Exercise prompt: Which lines below hold the word "white"? Report each one.

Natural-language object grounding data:
·····

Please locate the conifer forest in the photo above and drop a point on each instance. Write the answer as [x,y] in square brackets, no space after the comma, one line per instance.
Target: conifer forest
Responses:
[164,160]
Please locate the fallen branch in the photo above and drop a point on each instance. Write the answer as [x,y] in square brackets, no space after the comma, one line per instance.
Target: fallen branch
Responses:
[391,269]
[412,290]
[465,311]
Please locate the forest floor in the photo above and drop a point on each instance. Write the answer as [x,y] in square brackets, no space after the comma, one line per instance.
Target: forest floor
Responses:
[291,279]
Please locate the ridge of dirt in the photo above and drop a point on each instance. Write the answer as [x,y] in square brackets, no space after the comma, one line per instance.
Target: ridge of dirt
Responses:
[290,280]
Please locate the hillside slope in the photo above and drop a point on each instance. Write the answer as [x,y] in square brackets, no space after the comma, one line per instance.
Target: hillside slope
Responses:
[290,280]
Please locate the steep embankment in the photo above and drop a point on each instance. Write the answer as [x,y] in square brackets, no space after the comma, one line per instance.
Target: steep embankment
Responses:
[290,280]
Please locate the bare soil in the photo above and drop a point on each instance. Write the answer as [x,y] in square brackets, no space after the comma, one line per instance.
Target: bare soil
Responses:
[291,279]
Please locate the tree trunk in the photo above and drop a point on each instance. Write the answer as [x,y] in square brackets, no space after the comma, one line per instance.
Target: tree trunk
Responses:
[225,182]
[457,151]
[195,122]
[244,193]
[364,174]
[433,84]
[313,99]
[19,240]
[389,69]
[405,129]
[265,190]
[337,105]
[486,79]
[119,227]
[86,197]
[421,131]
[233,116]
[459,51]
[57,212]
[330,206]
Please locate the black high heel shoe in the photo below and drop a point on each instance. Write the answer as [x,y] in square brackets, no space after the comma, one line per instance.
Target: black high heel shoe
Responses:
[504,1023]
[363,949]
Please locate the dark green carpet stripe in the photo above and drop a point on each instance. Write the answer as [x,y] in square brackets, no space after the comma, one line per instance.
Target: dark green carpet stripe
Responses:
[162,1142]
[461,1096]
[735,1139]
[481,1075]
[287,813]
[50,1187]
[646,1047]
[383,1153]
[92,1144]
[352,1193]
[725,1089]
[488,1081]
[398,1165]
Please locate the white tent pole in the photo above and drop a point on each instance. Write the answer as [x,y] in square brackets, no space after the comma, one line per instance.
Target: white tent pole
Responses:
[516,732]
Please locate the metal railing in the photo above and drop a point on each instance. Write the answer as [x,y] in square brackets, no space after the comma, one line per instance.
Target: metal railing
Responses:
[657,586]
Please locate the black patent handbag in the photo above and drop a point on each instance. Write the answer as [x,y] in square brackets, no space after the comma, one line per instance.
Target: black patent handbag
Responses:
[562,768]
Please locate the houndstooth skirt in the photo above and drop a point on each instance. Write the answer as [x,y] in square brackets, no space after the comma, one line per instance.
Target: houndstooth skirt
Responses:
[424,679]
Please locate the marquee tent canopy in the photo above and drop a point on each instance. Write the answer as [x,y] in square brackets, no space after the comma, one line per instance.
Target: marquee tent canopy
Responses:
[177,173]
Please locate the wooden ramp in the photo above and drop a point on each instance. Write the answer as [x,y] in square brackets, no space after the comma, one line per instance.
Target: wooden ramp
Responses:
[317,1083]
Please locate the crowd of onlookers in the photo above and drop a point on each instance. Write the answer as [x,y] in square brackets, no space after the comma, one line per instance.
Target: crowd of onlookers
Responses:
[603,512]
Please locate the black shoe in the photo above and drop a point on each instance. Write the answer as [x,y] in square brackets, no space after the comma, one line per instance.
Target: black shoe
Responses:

·····

Response below:
Please locate the white tent pole in the photo above and drop a point on each instance. Write the answer as [x,y] in square brackets, no space after the comma, one line per instance.
Target: white tent pole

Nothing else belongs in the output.